Rewrite the lines below, starting with the line that contains "Expected: for each instance of the red sign" and going on through the line that contains "x=336 y=194", both included and requests kept as they are. Multiply every coordinate in the answers by 2.05 and round each result to a whole number, with halves rounded up.

--- BEGIN RECORDS SUPPLIED ---

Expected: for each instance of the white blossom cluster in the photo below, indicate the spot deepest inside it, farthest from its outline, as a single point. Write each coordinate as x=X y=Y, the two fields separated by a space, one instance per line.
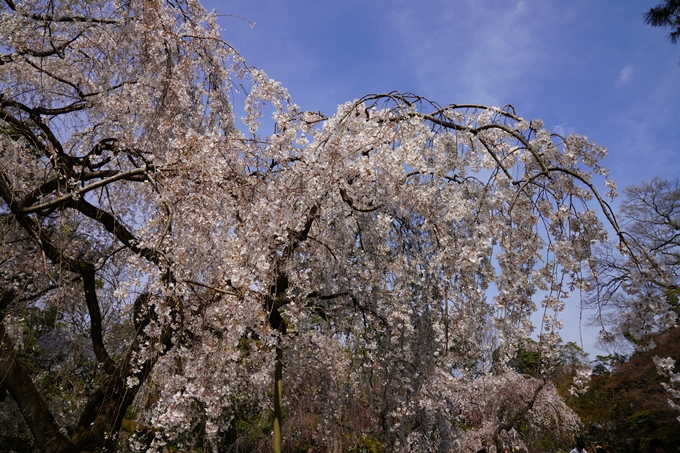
x=400 y=242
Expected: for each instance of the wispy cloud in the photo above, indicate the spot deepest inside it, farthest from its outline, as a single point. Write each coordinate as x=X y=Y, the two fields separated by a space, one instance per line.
x=474 y=51
x=625 y=75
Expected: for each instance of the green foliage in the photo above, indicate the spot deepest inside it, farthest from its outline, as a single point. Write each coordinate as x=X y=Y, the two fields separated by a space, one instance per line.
x=666 y=15
x=626 y=406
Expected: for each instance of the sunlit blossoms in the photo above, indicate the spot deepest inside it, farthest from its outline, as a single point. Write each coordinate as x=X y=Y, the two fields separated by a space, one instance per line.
x=386 y=257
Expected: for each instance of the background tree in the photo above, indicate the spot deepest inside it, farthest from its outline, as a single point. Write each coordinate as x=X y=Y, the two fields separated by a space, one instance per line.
x=666 y=15
x=196 y=258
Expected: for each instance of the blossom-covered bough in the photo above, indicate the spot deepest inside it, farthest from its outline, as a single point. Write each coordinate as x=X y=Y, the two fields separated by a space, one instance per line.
x=383 y=259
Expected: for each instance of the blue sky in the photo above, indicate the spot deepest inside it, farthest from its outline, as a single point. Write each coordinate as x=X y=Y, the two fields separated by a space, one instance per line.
x=587 y=66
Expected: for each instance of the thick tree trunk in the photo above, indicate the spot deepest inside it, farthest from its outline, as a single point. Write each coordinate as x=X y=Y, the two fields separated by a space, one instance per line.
x=278 y=399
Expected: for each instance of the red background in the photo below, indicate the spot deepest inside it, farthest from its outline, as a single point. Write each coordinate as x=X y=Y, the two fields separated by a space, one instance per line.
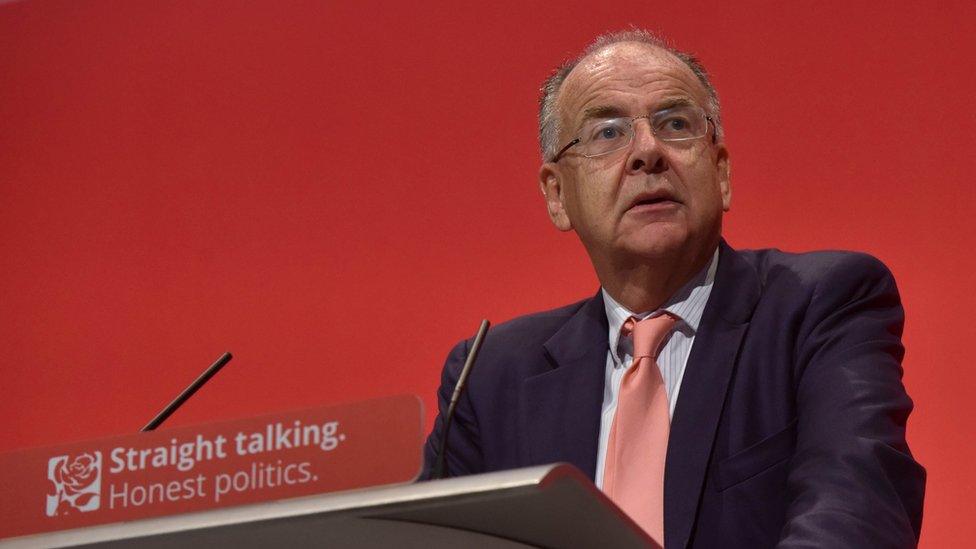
x=336 y=193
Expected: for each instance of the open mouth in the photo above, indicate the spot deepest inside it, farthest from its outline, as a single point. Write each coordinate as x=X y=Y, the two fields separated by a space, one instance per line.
x=659 y=199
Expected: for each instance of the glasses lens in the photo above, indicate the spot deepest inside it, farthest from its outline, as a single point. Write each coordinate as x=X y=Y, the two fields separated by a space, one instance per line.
x=604 y=136
x=679 y=124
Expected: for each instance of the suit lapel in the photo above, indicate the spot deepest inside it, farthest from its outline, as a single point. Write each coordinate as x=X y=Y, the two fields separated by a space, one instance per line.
x=560 y=407
x=703 y=388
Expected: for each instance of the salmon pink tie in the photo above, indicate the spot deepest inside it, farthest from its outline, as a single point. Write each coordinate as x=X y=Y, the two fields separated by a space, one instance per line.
x=634 y=469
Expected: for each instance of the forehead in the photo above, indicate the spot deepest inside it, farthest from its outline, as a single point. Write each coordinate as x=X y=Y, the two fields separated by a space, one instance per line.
x=627 y=76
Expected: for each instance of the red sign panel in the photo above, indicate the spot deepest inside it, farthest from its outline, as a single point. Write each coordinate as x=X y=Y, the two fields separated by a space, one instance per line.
x=206 y=466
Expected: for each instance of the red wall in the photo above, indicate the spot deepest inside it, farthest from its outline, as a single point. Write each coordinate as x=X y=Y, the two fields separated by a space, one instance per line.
x=336 y=194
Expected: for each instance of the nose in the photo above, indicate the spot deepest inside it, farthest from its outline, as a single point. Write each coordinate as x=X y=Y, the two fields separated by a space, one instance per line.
x=646 y=154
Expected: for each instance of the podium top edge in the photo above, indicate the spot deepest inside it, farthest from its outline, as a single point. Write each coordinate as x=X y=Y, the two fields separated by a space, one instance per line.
x=363 y=500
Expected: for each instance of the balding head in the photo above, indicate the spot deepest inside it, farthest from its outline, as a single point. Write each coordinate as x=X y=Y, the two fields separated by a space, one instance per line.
x=549 y=119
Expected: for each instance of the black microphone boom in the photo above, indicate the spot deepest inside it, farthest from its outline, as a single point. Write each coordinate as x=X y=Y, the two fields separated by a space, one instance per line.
x=458 y=388
x=188 y=392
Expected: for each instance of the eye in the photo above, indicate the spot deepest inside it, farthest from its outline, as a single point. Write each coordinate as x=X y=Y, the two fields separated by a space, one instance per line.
x=608 y=130
x=677 y=124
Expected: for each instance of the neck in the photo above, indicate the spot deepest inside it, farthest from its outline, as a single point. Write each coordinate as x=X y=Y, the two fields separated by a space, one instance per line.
x=643 y=286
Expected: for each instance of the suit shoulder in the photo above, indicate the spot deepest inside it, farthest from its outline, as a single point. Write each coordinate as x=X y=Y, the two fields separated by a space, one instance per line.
x=810 y=269
x=536 y=327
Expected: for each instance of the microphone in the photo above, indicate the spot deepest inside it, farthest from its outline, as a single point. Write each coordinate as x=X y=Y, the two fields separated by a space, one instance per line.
x=458 y=388
x=188 y=392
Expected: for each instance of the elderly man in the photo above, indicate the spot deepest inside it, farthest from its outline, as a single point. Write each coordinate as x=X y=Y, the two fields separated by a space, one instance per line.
x=722 y=398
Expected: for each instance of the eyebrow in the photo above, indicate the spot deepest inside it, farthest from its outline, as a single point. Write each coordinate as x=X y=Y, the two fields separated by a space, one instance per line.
x=608 y=111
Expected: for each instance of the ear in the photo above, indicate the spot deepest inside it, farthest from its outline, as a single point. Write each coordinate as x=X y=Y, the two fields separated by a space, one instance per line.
x=724 y=169
x=550 y=183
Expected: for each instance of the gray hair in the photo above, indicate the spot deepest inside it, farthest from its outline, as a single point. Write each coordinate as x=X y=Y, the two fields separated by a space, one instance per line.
x=548 y=118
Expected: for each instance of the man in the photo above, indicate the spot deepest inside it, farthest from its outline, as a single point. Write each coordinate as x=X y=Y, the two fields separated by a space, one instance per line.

--- END RECORDS SUPPLIED ---

_WRITTEN RESPONSE_.
Expected: for each instance of the red sign panel in the photo above, indicate the spot deepest inside it, farthest from its outline, as a single point. Write each coordinate as x=X y=Y, the two fields separated by a space, one instance per line.
x=422 y=955
Expected: for each instance of the red wall in the photo above, indicate the spot deepest inside it, farthest from its outline, as a single point. Write each coordinate as x=X y=Y, the two fields separated by a space, one instance per line.
x=689 y=398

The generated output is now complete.